◆ Textauszug
++++++++++
Welche Kugel aus welcher Waffe?

Wie ist es eigentlich möglich, anhand einer am Tatort gefundenen Kugel herauszufinden, dass die entsprechende Pistole bereits bei einem früheren Verbrechen benutzt wurde? Ich weiss zwar (bzw. meine zu wissen), dass man dies an der Kugel aufgrund charakteristischer Schleifspuren durch den Pistolenlauf feststellen kann, aber meist schlagen die Kugeln ja irgendwo auf und verformen sich. Wie ist es trotzdem feststellbar, und wie lange dauert eine solche Untersuchung?

Danke… Marco

…und wie lange dauert eine solche Untersuchung?

Die dauert so lange, wie die Ballistiker in ihren überfüllten Labors eben dafür brauchen. :wink:
Nee, das ist manchmal nicht ganz einfach. Der Grad der Deformation ist häufig schon immens. Proben, Berechnungen, Gegenproben und neue Berechnungen - das dauert einfach alles seine Zeit. Und niemand will gerne für eine Tat zur Rechenschaft gezogen werden, die er nicht begangen hat. Genausowenig will der Ballistiker ein falsches Ergebnis an den Staatsanwalt weitergeben.

Die gezogenen Läufe der Schusswaffen haben im Innern sogenannte Züge und Felder. Die Züge sind die Vertiefungen (das herausgeschnittene Material, bei Polygonläufen eingehämmert), die Felder das stehengebliebene Material. Durch die spiralförmige Windung entlang der Innenseite des Laufes wird das Projektil zur Eigenrotation um seine Längsachse gezwungen. „Zwang“ ist der richtige Ausdruck, weil der nominelle Durchmesser des Projektils kleiner ist als der Laufdurchmesser (Nennkaliber der Waffe). Freiwillig würde das Geschoss niemals durch den Lauf flutschen. Es wird durch den Gasdruck mit purer Gewalt durchgetrieben.
Kein Lauf ist wie ein anderer. Geringste Unterschiede (Durchmesser, Riefen etc.) sind quasi der Fingerabdruck des Laufes. Selbst bei Waffen gleicher Bauart sind immer Unterschiede feststellbar. Und das hinterläßt am Projektil unverwechselbare Spuren. Nur selten ist ein Projektil derart verformt, daß nicht eine einzige Stelle unter dem Mikroskop ein deutliches Charakteristika der Waffen preisgeben würde. Besonders gilt das für die meist benutzen Hartmantelgeschosse, deren Verformungsgrad längst nicht den reiner Bleigeschosse erreicht.
++++++++++
◆ Aufgabe
Gib aus dem Text über Laufspuren an Projektilen den Abschnitt von „Kein Lauf ist“ bis „reiner Bleigeschosse erreicht.“ wortgetreu wieder.

(Erfasste Daten)
++++++++++
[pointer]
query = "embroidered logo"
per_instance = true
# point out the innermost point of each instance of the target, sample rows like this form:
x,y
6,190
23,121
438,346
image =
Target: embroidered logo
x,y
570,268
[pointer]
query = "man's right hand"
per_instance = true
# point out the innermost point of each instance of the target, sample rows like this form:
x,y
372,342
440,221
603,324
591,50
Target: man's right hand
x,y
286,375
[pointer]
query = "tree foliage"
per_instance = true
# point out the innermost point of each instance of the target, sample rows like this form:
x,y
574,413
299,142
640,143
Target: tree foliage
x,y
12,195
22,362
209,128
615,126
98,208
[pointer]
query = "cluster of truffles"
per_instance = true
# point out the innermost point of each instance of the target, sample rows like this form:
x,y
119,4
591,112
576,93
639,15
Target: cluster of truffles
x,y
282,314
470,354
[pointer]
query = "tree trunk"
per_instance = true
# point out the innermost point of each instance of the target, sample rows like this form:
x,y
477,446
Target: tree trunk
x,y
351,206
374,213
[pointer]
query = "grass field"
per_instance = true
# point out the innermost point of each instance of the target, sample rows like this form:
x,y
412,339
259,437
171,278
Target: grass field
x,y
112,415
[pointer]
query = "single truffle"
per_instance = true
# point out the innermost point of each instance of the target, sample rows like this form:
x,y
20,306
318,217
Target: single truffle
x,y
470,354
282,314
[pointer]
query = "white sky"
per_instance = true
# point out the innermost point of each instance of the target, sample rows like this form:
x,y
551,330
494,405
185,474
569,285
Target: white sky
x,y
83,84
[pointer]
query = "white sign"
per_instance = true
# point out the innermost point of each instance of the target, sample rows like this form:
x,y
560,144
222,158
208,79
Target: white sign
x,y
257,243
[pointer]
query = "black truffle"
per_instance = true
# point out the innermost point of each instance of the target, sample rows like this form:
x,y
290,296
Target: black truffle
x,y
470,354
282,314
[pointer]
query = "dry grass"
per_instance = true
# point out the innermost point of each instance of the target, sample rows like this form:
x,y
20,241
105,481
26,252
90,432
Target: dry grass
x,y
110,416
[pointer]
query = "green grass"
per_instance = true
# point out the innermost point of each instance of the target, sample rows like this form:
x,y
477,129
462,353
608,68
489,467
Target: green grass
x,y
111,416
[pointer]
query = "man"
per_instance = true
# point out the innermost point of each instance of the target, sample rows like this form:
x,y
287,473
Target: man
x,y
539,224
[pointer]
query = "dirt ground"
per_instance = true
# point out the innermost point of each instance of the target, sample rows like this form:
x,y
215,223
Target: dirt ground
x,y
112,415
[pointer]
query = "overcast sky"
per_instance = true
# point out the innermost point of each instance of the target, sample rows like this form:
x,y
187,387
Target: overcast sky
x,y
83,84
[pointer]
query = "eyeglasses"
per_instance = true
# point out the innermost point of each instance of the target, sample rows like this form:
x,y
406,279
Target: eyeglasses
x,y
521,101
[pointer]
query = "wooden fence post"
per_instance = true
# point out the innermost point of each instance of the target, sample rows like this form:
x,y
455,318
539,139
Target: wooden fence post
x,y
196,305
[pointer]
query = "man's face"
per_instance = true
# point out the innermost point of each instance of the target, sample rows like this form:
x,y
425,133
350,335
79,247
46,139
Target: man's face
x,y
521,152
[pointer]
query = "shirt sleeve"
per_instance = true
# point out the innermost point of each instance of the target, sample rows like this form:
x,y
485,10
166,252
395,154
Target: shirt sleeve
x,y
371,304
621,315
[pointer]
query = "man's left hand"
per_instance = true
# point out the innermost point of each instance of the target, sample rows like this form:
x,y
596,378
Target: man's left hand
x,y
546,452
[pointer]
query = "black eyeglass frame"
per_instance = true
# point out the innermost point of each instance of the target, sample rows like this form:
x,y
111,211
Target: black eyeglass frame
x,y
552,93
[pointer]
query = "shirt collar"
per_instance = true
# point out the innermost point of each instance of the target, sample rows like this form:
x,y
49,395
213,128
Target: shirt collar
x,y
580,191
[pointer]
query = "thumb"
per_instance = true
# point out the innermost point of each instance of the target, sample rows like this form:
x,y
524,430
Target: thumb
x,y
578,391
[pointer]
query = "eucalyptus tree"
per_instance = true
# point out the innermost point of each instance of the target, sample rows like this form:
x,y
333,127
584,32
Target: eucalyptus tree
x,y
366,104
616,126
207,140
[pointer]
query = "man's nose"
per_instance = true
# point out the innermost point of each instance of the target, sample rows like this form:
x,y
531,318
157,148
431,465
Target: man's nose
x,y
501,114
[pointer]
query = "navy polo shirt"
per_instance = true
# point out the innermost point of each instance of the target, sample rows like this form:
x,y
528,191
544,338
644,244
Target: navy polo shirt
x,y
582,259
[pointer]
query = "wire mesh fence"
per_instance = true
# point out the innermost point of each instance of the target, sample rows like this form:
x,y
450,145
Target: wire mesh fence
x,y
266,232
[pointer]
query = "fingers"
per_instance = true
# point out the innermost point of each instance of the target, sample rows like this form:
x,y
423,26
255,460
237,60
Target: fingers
++++++++++
◆ Antwort
Kein Lauf ist wie ein anderer. Geringste Unterschiede (Durchmesser, Riefen etc.) sind quasi der Fingerabdruck des Laufes. Selbst bei Waffen gleicher Bauart sind immer Unterschiede feststellbar. Und das hinterläßt am Projektil unverwechselbare Spuren. Nur selten ist ein Projektil derart verformt, daß nicht eine einzige Stelle unter dem Mikroskop ein deutliches Charakteristika der Waffen preisgeben würde. Besonders gilt das für die meist benutzen Hartmantelgeschosse, deren Verformungsgrad längst nicht den reiner Bleigeschosse erreicht.